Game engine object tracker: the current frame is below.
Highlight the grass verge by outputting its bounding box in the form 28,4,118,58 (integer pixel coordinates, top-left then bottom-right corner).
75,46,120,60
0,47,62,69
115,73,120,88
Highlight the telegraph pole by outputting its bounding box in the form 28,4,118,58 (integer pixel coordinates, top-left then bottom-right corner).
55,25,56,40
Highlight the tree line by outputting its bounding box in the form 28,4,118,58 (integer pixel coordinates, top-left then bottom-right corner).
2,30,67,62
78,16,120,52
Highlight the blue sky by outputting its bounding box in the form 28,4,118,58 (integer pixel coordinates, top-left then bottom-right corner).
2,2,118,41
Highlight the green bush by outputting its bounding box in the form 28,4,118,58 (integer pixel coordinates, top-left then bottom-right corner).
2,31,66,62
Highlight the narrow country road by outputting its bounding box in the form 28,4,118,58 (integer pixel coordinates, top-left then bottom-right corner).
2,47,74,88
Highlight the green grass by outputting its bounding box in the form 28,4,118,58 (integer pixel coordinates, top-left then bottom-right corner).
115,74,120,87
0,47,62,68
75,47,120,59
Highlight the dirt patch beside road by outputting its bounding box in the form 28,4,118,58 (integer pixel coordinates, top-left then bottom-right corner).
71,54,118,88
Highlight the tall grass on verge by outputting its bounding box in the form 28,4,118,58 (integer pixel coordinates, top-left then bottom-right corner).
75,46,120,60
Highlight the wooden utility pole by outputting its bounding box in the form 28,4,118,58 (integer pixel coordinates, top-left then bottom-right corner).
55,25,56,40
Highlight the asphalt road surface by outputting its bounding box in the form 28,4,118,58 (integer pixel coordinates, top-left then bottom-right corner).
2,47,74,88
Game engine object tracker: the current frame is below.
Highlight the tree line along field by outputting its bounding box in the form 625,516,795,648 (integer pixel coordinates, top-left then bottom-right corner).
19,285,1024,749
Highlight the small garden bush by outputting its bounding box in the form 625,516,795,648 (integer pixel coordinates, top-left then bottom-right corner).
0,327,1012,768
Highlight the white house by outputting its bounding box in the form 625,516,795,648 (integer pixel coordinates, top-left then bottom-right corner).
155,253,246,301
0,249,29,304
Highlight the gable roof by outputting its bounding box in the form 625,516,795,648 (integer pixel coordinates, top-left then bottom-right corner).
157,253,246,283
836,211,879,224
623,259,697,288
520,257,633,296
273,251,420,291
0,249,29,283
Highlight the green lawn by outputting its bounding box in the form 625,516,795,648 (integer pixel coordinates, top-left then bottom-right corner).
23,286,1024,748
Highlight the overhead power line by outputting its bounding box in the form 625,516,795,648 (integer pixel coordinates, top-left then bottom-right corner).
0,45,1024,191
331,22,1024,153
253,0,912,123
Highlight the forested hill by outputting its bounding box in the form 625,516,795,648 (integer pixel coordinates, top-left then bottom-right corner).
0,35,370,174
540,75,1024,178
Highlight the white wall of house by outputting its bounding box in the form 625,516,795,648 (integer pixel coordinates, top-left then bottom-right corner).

--- --- ---

Update the lines from the one containing "Highlight the narrow" through the one containing "71,54,118,88", inclusive, replacing "green grass" with "roadside grass" and leaving everything else as it is.

__Full solution__:
Highlight the narrow country road by outputting its bounding box in the form 28,4,118,58 (integer pixel coordinates, top-left then bottom-right corner).
2,47,74,88
Highlight the roadside grass by outputting its bounding box in the form 28,4,118,58 (integer pixel coordinates, top-left then bottom-right corner).
115,74,120,87
0,47,62,68
75,47,120,59
Highlight the dirt patch beside road by outputting its bounding box in the form 28,4,118,58 (integer pixel coordinates, top-left then bottom-right corner).
71,54,118,88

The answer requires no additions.